▸ **Exercise**
Copy the records below with every "single marker" swapped for "single point" and nothing else altered. Leave out the pictures.

________________________

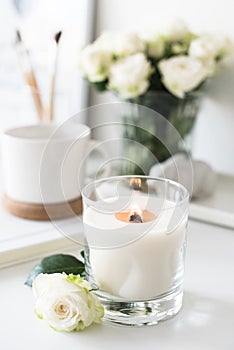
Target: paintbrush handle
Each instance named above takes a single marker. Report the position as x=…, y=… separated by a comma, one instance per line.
x=31, y=81
x=52, y=97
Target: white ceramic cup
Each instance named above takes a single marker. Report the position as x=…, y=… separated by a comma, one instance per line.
x=45, y=163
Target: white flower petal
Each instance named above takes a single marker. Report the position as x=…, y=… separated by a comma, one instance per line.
x=182, y=74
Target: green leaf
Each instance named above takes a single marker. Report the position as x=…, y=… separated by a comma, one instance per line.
x=57, y=263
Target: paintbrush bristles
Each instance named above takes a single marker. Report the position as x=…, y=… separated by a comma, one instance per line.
x=29, y=75
x=57, y=36
x=53, y=79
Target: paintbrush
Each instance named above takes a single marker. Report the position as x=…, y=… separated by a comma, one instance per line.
x=29, y=74
x=53, y=79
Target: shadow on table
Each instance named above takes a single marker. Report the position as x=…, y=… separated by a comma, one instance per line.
x=203, y=323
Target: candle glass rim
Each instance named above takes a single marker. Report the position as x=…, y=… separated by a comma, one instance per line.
x=160, y=179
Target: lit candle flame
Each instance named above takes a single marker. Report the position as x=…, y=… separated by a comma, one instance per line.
x=135, y=184
x=135, y=215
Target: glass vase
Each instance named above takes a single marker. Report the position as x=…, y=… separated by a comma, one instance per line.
x=154, y=127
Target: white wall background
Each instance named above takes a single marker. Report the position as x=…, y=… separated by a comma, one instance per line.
x=214, y=133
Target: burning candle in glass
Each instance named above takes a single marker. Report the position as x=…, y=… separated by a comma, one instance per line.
x=135, y=235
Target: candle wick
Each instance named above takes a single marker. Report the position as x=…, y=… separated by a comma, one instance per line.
x=136, y=218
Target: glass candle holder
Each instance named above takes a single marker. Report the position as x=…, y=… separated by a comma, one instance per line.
x=135, y=232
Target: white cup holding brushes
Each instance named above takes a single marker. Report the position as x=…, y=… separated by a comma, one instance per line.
x=43, y=164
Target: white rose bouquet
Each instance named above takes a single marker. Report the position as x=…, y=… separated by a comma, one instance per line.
x=64, y=297
x=172, y=59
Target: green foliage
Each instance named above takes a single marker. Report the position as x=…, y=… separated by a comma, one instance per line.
x=57, y=263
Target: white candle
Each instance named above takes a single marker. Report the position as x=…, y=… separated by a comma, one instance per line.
x=129, y=262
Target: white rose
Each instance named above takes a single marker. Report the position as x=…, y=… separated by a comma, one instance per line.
x=119, y=43
x=211, y=48
x=155, y=43
x=182, y=74
x=95, y=63
x=66, y=302
x=129, y=76
x=176, y=30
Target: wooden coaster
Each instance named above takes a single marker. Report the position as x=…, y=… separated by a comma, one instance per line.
x=41, y=212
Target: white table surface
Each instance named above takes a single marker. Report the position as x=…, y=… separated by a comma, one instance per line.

________________________

▸ **The output**
Target: paintbrush handle
Each instance named above takes a single point. Report the position as x=…, y=… separated by a comma, one instance per line.
x=31, y=81
x=52, y=97
Target: white ceramic cup
Each instance named above takes a single point. Report the position as x=…, y=… separated by a comma, one instance per line.
x=45, y=163
Target: white flower petal
Each instance named above takes a single point. Report the position as x=…, y=… separated by a comma, one instance per line.
x=182, y=74
Target: green leaf
Each instance named above takes a single point. Report the position as x=…, y=… separated by a comma, one instance per line.
x=57, y=263
Target: paintbrush bristles
Each instance named above takes a single point. Report the position as x=…, y=… separated by a comma, one instance per line.
x=29, y=75
x=57, y=36
x=53, y=79
Target: paintbrush
Each instance named above takes a single point. Report the position as x=…, y=… separated by a comma, one instance per line.
x=29, y=74
x=53, y=79
Target: shadow on table
Each instance named above takes a single point. Report the position as x=…, y=… separated by a comma, one instance per line.
x=203, y=323
Target: candle glass rim
Each instance named above takes a single point. Report the position as x=…, y=… separated by a comma, one instance per line.
x=160, y=179
Target: lit candle flame
Each instance named above takes a single point. Report the position as x=…, y=… separated by a comma, one instance per line.
x=135, y=184
x=135, y=215
Target: glass vase
Each instance named above takes a single point. Report the position as x=…, y=… separated by a comma, one instance per line.
x=154, y=127
Target: white wall background
Each instance named above takes a single point. Report the position as x=…, y=… separated by a comma, one instance per line.
x=214, y=133
Target: burning candle in glass
Each instance named above takes a single point. Report the position as x=…, y=… separated by a comma, one instance per line.
x=135, y=235
Target: candle wick
Each instance named above takes a single point. Report the position as x=…, y=… separated by a comma, one instance per line.
x=136, y=218
Target: glass candle holder
Each instance named above takes a single point. Report the position as x=…, y=… separated by a comma, one instance per line.
x=135, y=232
Target: white cup holding brushes
Each instance named above takes a single point. Report the position as x=…, y=… separated by a comma, one instance per line.
x=43, y=164
Target: white rose bouquet
Each instance named above takes a single point. Report the position as x=…, y=… separated by a comma, one instance per line.
x=64, y=297
x=172, y=59
Target: green foliage
Each instance named above takes a single point. Report the position as x=…, y=… separated by a comma, one instance per line.
x=57, y=263
Target: white candle
Each instance named above takes a single point. Report the position as x=…, y=… separated by a comma, one instance per line.
x=129, y=262
Target: white rose
Each instance named above takes a single point. Report the position as x=…, y=… separated by a comma, one instance per line.
x=119, y=43
x=211, y=48
x=155, y=43
x=182, y=74
x=95, y=63
x=66, y=302
x=129, y=76
x=176, y=30
Target: wooden coaster
Each instance named above takes a single point. Report the position as x=…, y=… separated by a comma, one instance per line.
x=41, y=212
Target: white table surface
Each instance named above takes a single point. Report the position as x=…, y=… separated by a comma, one instance per line.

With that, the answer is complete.